What needs to be done: Every entry needs to be reproduced exactly.
▬▬▬▬▬▬▬▬▬▬
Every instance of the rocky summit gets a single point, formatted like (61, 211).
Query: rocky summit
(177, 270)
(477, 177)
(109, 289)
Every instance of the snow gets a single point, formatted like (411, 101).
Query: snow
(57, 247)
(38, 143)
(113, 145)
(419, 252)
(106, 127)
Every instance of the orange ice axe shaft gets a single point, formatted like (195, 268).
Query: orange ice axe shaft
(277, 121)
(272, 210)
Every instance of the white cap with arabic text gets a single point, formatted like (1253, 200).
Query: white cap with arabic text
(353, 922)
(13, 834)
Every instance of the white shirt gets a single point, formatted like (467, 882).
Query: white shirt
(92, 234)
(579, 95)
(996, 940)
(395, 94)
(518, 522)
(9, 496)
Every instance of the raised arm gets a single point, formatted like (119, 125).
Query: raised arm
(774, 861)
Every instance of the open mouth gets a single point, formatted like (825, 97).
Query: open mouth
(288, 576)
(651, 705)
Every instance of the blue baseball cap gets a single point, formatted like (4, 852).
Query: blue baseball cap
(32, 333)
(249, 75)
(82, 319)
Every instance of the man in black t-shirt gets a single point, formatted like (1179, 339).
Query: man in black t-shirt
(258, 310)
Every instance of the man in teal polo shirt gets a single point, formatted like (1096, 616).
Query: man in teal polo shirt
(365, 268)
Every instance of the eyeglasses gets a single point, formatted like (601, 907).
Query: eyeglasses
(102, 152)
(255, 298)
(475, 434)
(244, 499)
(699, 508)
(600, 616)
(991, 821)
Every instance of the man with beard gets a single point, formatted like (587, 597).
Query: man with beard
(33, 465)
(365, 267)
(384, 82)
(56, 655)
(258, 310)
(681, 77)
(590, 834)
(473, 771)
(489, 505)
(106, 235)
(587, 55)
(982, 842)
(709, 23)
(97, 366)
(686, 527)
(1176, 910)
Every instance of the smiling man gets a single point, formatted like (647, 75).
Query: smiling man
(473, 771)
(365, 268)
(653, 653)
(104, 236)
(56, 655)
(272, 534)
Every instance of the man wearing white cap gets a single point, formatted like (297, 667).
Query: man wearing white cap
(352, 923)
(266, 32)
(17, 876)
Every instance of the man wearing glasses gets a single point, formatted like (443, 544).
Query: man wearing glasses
▬▬▬▬▬▬▬▬▬▬
Result below:
Every instance of the rocky summit gets a single point, formatted like (61, 211).
Query: rocky summit
(177, 270)
(477, 177)
(109, 289)
Every instance of the snow gets a single point, formatted like (411, 101).
Query: snow
(57, 247)
(38, 143)
(113, 145)
(419, 252)
(106, 127)
Every instance of the orange ice axe shaft gets a single point, formatted like (195, 268).
Query: orange ice axe shaft
(277, 121)
(272, 210)
Every instance of the white cap with arabic text gets a single point, formatted like (1253, 200).
Query: white cap with arabic text
(353, 922)
(13, 834)
Every instance of the white shirt gets a single point, formatted like (467, 882).
Query: white shirt
(92, 234)
(579, 95)
(996, 940)
(395, 94)
(518, 522)
(9, 496)
Every instance of the raised arm gets a single point, formatted like (119, 125).
Query: raised arm
(774, 861)
Every instance of the open mouth gets a single point, formatted like (825, 97).
Query: open mouth
(288, 576)
(651, 705)
Every instance of the blue baseball cap gets a single point, formatted like (4, 852).
Query: blue baseball cap
(32, 333)
(249, 75)
(82, 319)
Every instance of the man in black t-shirt gets a single point, formatted like (1179, 339).
Query: man in black t-shirt
(258, 310)
Every instance of the man in teal polo shirt gets a single point, formatted like (1096, 616).
Query: man in teal polo shirt
(365, 268)
Every instance of the eyeglasses gets a single point, formatted like (601, 907).
Query: eyeglasses
(102, 152)
(255, 298)
(475, 434)
(244, 499)
(699, 508)
(600, 616)
(991, 821)
Every instance of the man with beard gets a single point, formatted like (587, 597).
Query: man with beard
(33, 465)
(365, 267)
(384, 82)
(56, 655)
(258, 310)
(681, 77)
(590, 834)
(473, 771)
(489, 505)
(106, 235)
(587, 55)
(982, 842)
(709, 23)
(97, 366)
(686, 527)
(1176, 910)
Every instance of the smiling man gets a single point, formatted like (647, 75).
Query: smiling man
(473, 771)
(365, 268)
(653, 653)
(104, 236)
(56, 655)
(272, 534)
Every instance of the man wearing white cap gets a single point, formatted like (297, 667).
Query: man wearing white cap
(352, 923)
(266, 32)
(17, 876)
Every instance of the man wearing glasses gets a single point, formatted like (443, 544).
Query: man wearing glasses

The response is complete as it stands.